> TRECHO DO DOCUMENTO

◆ ◆ ◆

Batalhador, Diego explica que se deu o tempo de seis meses para mergulhar no assunto e se empoderar, absorvendo conhecimentos sobre a forma de transmissão e sua nova rotina. Só então contou para os pais, a esteticista Aparecida Agostinho, a Cida, e o gráfico José Antônio Callisto, ambos de 57 e de Juiz de Fora. Separados desde os seis anos do filho, os dois voltaram a se falar em função da descoberta da sorologia de Diego. “O apoio da família é muito importante, fundamental. Minha mãe absorveu melhor a situação, também começou a ler muito a respeito e, a partir do momento em que me entendeu começou a trabalhar a situação com meu pai, com os outros familiares e até com os antigos professores, que ligavam lá para casa querendo saber o que estava acontecendo”, diz o jovem, que esperava que os pais reagissem de maneira pior, por terem vivenciado a época em que as propagandas oficiais proclamavam: Cuidado, Aids mata.

◆ ◆ ◆

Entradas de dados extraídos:
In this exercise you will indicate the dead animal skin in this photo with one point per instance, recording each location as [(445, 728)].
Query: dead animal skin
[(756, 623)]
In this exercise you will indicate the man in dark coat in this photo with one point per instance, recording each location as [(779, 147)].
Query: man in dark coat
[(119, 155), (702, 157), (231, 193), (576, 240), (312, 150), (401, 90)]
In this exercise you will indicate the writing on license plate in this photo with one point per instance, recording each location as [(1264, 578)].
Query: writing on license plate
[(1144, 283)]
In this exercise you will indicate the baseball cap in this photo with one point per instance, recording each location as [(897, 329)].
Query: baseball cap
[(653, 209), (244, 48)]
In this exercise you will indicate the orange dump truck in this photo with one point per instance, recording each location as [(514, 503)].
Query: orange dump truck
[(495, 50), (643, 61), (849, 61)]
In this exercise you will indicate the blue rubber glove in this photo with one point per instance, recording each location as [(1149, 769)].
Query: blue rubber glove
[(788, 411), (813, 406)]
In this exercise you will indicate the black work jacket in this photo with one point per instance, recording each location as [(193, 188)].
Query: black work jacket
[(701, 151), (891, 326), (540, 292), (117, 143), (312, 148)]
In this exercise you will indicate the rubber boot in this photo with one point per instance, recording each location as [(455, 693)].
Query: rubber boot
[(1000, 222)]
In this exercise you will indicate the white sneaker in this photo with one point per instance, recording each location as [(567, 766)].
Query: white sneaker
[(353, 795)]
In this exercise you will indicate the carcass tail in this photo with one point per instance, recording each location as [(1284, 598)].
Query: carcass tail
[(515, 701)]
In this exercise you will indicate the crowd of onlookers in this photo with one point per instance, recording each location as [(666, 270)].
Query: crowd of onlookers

◆ ◆ ◆

> O QUE SE PEDE
Segundo o trecho do documento, quanto tempo Diego se deu para mergulhar no assunto antes de contar aos pais?

> ESPAÇO DA RESPOSTA
Seis meses.